▶ **Consigne 1**:
D'après l'extrait, par quels hélicoptères les Suisses de Rega ont-ils remplacé leurs EC 145 ?
▶ **Consigne 2**:
Recopiez le passage de l'extrait qui commence aux mots « Des anomalies consignées » et s'arrête après les mots « alpin, en 2006. ».

▶ **Extrait du texte**:

══════════

2003,2006… Deux cérémonies d’obsèques, à chaque fois la vérité promise aux parents de Philippe Ribatet, mort à l’Arbizon, à ceux de Didier Favre-Rochex, Jean-Luc Ducout, Manuel Mandard, tués à Gavarnie. 2 008 ? Un sérieux incident à la Pierre Saint-Martin qui laissera pantois les témoins. 2 009 ? « nous n’avons toujours pas eu le rapport d’accident de l’Astazou » ; rappelle un secouriste. Lequel est prêt à reconnaître les qualités de la machine, le progrès en vitesse, puissance et capacité. Mais pas à admettre l’idée de voler sans savoir si, oui ou non, il a une épée de Damoclès sur la tête. Les familles, elles, n’oublient pas. Elles réclament « le droit à la vérité » qui leur a été promis.
Des anomalies consignées
Que ce soit sur le Balaïtous, en 2004, ou à Gavarnie en septembre 2006, des pilotes ont consigné via une fiche technique d’anomalie, une perte de contrôle momentanée en lacet de leur EC 145, c’est-à-dire sur l’axe de rotation de l’hélicoptère sur lui-même. à l’instar de l’expertise accablante de Michel Nibodeau, ces infos circulent depuis longtemps. La confiance de certains professionnels, témoignant anonymement, « du fait des pressions subies », se retrouve aussi entamée parce que les Suisses de Rega, eux, ont choisi de remplacer par des Agusta A109 Grand leurs EC 145 « trouvés inadéquats pour certains sauvetages en haute montagne » résume le rapport de la commission pour le sauvetage aérien de la commission internationale du secours alpin, en 2006.

══════════

▶ **Lignes enregistrées**:

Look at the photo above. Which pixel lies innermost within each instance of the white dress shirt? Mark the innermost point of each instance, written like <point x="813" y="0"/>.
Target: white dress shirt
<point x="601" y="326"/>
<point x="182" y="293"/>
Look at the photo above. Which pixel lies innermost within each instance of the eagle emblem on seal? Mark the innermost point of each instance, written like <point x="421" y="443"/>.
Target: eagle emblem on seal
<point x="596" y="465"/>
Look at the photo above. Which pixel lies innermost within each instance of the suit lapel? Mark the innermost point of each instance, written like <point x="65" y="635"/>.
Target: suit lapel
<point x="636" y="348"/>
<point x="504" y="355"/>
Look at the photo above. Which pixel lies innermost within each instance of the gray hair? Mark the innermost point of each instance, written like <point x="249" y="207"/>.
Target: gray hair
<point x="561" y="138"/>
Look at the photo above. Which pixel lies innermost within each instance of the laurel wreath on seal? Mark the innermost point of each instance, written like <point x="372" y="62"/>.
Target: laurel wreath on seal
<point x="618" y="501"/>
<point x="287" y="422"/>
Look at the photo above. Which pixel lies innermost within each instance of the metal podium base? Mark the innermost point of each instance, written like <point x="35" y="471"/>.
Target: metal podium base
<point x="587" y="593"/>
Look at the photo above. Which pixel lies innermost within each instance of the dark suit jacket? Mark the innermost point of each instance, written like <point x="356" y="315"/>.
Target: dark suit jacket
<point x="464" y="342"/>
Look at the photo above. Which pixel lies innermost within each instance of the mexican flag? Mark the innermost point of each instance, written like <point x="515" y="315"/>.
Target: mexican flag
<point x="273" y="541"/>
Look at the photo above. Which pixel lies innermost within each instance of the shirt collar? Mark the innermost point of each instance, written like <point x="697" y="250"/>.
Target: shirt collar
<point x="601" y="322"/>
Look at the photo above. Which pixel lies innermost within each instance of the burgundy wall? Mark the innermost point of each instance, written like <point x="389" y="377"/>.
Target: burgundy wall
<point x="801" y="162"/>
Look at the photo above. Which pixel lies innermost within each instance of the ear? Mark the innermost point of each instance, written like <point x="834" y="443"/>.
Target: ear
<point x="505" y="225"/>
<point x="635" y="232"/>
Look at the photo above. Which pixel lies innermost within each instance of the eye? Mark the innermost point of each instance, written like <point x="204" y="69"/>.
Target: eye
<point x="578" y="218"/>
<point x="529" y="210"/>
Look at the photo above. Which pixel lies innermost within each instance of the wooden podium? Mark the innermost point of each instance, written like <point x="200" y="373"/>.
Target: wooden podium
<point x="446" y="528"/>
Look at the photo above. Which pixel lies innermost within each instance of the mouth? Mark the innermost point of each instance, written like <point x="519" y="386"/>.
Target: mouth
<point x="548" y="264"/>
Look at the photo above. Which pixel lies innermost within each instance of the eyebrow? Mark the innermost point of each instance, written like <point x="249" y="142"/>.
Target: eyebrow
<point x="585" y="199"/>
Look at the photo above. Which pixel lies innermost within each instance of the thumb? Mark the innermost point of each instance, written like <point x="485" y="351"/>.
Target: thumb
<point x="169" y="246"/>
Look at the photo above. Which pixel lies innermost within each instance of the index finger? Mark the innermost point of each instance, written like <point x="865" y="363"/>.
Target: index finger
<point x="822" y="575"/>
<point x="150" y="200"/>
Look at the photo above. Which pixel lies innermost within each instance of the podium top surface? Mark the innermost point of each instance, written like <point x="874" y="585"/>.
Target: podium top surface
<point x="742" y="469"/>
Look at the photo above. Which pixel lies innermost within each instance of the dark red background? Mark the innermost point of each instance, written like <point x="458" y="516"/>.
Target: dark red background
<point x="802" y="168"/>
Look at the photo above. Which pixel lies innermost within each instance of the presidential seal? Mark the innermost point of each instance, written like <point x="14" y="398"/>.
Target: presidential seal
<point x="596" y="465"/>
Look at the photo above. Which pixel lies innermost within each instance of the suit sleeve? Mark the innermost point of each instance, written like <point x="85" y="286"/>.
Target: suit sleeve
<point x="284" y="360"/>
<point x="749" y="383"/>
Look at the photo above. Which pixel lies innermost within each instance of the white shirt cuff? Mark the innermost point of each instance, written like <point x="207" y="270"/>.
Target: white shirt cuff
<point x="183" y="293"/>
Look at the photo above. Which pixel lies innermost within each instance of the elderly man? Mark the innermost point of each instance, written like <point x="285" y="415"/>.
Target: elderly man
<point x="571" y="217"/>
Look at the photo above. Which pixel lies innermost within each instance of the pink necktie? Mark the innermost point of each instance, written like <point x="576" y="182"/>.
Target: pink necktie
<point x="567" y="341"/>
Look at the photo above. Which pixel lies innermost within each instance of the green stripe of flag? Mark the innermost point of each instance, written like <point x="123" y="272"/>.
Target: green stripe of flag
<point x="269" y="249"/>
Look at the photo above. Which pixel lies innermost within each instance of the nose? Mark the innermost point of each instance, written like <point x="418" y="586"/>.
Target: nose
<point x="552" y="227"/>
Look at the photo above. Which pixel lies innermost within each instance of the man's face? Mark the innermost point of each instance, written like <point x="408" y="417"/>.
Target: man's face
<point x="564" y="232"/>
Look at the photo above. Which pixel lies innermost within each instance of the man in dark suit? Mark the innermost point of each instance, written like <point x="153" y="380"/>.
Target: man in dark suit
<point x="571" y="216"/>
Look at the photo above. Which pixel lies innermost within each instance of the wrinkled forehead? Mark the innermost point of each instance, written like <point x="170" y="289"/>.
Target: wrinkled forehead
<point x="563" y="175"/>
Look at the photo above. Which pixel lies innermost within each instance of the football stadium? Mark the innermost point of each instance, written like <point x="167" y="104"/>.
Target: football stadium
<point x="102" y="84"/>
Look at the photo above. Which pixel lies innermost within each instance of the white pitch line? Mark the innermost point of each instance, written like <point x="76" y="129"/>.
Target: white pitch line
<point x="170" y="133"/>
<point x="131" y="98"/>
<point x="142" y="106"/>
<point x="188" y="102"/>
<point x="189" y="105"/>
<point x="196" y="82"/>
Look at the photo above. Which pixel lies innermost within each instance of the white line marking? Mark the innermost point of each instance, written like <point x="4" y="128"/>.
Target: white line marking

══════════

▶ **Réponse rédigée 1**:
Par des Agusta A109 Grand.

▶ **Réponse rédigée 2**:
Des anomalies consignées
Que ce soit sur le Balaïtous, en 2004, ou à Gavarnie en septembre 2006, des pilotes ont consigné via une fiche technique d’anomalie, une perte de contrôle momentanée en lacet de leur EC 145, c’est-à-dire sur l’axe de rotation de l’hélicoptère sur lui-même. à l’instar de l’expertise accablante de Michel Nibodeau, ces infos circulent depuis longtemps. La confiance de certains professionnels, témoignant anonymement, « du fait des pressions subies », se retrouve aussi entamée parce que les Suisses de Rega, eux, ont choisi de remplacer par des Agusta A109 Grand leurs EC 145 « trouvés inadéquats pour certains sauvetages en haute montagne » résume le rapport de la commission pour le sauvetage aérien de la commission internationale du secours alpin, en 2006.